Extrait du document =>
Si dans "Pour un oui, pour un non", Nathalie Sarraute mettait aux prises deux hommes, amis de longue date, autour de l'interprétation d'une phrase apparemment anodine prononcée par l'un d'eux, Bernard Noël dans "Les Premiers mots" confronte un homme et une femme liés par la disparition d'un homme qui leur était proche, ami de l'un, amant de l'autre. L'un et l'autre ne se connaissent pas et vont tenter, le temps d'une brève rencontre, de redonner corps à l'absent au travers du langage se dérobant à leurs assauts juxtaposés. Jean-Luc Terrade s'empare à bras le corps de l'urgence de ces "premiers mots" (qui seront aussi les derniers) pour en proposer une mise en jeu lumineuse.



© Pierre Planchenault.
© Pierre Planchenault.
Sur une scène à hauteur de spectateurs, vide si ce n'était l'acteur habillé de noir, l'actrice elle aussi de noir vêtue sous un imperméable blanc, les deux contrebassistes faisant corps avec leur instrument, quatre chaises translucides et des miroirs aux murs et en fond de scène diffractant leurs reflets fugitifs comme des échos fragmentaires de discours amoureux, le jeu de l'impossible du langage déroule ses pleins et ses déliés. Et si le ballet des quatre présences au plateau nous entraine dans un vertige envoûtant pour tenter de dessiner les contours de l'absent, c'est qu'au-delà de la petite musique des mots prononcés et des notes égrenées, le charme des éclairages muant entre ombres et lumières opère comme un philtre.

Que reste-t-il de celui qui a disparu ? Une imagerie moirée qui, se superposant avec l'ombre portée par un autre regard, voudrait réifier ce qui n'est plus ; autant dire une entreprise vouée à l'échec. Et pourtant… quelle énergie ces deux-là ne mettent-ils pas à parler, "côte à côte" plus qu'ensemble. Et pour dire quoi ? Rien de plus que l'in-signifiance de l'absence, car lorsque le langage est privé de fondement, le creuser débouche sur le vide. Dos à dos, face à face, courbés dans la même direction, les deux tragédiens de la banalité du quotidien (Daniel Strugeon et Flore Audebeau, endossant les rôles comme une seconde peau) font matière vivante de ces mots pour les sculpter, les projeter à la face d'un monde pris désormais dans les glaciations. Seuls des blocs erratiques du langage peuvent tenter de témoigner de son existence perdue.

Données affichées =>
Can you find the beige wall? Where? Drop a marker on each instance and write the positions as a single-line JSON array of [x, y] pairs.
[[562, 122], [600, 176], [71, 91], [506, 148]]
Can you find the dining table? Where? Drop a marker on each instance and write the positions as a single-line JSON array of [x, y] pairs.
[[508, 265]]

Exercices =>
- a) Transcrivez fidèlement le passage de l'extrait du document qui va de « Que reste-t-il de » à « son existence perdue. ».
- b) Les affirmations suivantes concordent-elles avec l'extrait du document ? Pour chacune, répondez par oui ou par non, puis citez les mots exacts de l'extrait qui le prouvent : (i) dans la pièce de Bernard Noël, l'homme et la femme se connaissaient avant leur rencontre ; (ii) la scène compte quatre chaises translucides ; (iii) l'actrice porte un imperméable noir.

Réponses rédigées =>
- a)
Que reste-t-il de celui qui a disparu ? Une imagerie moirée qui, se superposant avec l'ombre portée par un autre regard, voudrait réifier ce qui n'est plus ; autant dire une entreprise vouée à l'échec. Et pourtant… quelle énergie ces deux-là ne mettent-ils pas à parler, "côte à côte" plus qu'ensemble. Et pour dire quoi ? Rien de plus que l'in-signifiance de l'absence, car lorsque le langage est privé de fondement, le creuser débouche sur le vide. Dos à dos, face à face, courbés dans la même direction, les deux tragédiens de la banalité du quotidien (Daniel Strugeon et Flore Audebeau, endossant les rôles comme une seconde peau) font matière vivante de ces mots pour les sculpter, les projeter à la face d'un monde pris désormais dans les glaciations. Seuls des blocs erratiques du langage peuvent tenter de témoigner de son existence perdue.

- b)
(i) Non : « L'un et l'autre ne se connaissent pas ».
(ii) Oui : « quatre chaises translucides ».
(iii) Non : « l'actrice elle aussi de noir vêtue sous un imperméable blanc ».